■ **What you need to do**
Pull out every line below that contains the word "tree", and copy each one in full. Match case: a line counts only if the capitalization is the same.
Recorded data start
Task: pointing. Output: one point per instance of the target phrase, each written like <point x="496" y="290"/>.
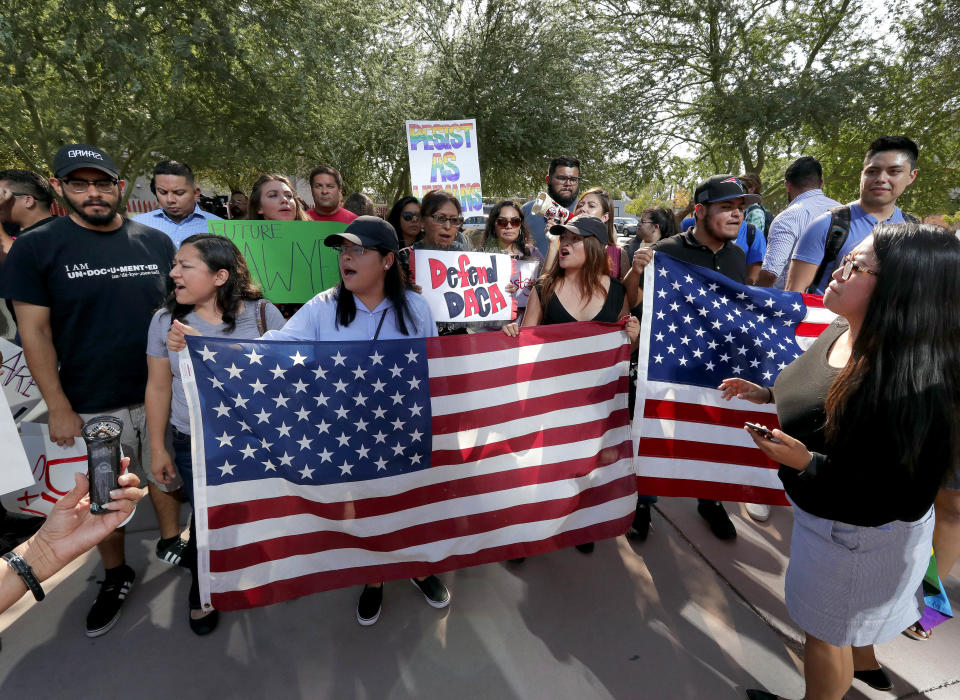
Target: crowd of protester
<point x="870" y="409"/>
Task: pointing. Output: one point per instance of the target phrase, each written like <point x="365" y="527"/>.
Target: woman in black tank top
Recorded data end
Recorded data start
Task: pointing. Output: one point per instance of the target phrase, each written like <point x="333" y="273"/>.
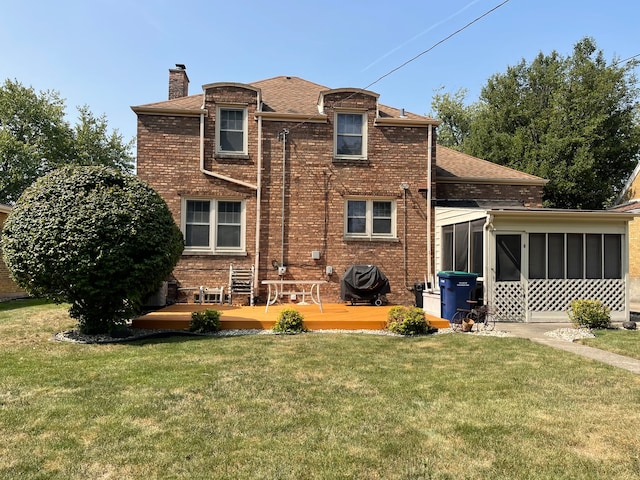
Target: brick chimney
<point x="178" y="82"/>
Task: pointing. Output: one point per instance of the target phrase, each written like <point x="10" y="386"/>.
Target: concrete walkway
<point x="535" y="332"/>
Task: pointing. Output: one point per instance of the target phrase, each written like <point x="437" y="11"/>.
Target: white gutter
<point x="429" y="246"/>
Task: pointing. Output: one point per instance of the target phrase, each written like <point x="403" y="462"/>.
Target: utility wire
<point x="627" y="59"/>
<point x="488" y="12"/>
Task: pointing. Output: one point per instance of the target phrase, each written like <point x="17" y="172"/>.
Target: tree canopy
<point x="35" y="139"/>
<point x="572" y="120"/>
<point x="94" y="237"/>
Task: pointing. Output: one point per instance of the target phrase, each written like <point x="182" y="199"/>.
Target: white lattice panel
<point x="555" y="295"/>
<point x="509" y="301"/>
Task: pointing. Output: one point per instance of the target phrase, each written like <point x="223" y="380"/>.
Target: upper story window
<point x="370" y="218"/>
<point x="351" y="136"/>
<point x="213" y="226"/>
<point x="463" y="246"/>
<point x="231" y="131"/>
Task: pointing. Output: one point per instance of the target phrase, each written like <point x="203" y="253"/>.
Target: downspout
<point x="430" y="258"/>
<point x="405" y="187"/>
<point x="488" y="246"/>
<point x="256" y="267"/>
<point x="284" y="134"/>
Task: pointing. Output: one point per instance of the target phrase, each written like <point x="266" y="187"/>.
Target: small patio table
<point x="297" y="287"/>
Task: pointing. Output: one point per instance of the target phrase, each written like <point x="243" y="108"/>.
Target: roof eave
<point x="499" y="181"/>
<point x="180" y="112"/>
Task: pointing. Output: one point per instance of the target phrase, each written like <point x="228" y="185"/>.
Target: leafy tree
Recorded data end
Recorded data start
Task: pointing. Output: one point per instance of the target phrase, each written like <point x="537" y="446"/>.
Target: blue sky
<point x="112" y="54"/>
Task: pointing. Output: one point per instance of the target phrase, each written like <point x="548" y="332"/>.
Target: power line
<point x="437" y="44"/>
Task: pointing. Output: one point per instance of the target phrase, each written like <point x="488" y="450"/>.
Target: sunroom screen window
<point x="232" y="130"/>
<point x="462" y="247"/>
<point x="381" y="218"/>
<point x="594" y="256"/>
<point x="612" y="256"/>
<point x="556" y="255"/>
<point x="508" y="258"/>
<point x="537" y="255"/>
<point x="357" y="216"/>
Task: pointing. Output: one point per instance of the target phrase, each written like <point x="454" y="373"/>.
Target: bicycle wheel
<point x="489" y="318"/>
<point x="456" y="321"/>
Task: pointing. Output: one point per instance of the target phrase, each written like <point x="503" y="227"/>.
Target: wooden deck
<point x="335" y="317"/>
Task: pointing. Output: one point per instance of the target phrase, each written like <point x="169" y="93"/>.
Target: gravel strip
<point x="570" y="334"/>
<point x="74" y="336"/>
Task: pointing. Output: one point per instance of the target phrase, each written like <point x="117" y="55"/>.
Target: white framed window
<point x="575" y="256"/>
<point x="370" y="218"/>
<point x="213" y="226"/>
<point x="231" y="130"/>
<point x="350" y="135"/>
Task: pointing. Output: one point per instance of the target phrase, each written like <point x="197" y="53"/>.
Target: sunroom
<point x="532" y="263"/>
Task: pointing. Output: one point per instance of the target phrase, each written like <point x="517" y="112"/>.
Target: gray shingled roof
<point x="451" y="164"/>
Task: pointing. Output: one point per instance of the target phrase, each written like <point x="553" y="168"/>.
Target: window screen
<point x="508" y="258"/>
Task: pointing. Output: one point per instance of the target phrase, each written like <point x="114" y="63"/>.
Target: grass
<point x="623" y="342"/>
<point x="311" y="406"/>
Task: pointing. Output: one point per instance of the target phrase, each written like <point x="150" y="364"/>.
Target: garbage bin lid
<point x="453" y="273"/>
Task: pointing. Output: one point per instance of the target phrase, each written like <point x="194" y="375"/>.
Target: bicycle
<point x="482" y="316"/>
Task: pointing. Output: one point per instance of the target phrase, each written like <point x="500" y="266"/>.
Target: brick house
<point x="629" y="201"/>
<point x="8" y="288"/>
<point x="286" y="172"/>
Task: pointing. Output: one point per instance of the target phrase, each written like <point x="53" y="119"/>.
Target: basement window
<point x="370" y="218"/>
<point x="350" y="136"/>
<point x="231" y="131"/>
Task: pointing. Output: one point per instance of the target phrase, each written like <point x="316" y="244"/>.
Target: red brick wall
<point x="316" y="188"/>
Recorded data end
■ **Finished exercise**
Target: tree canopy
Target: leafy tree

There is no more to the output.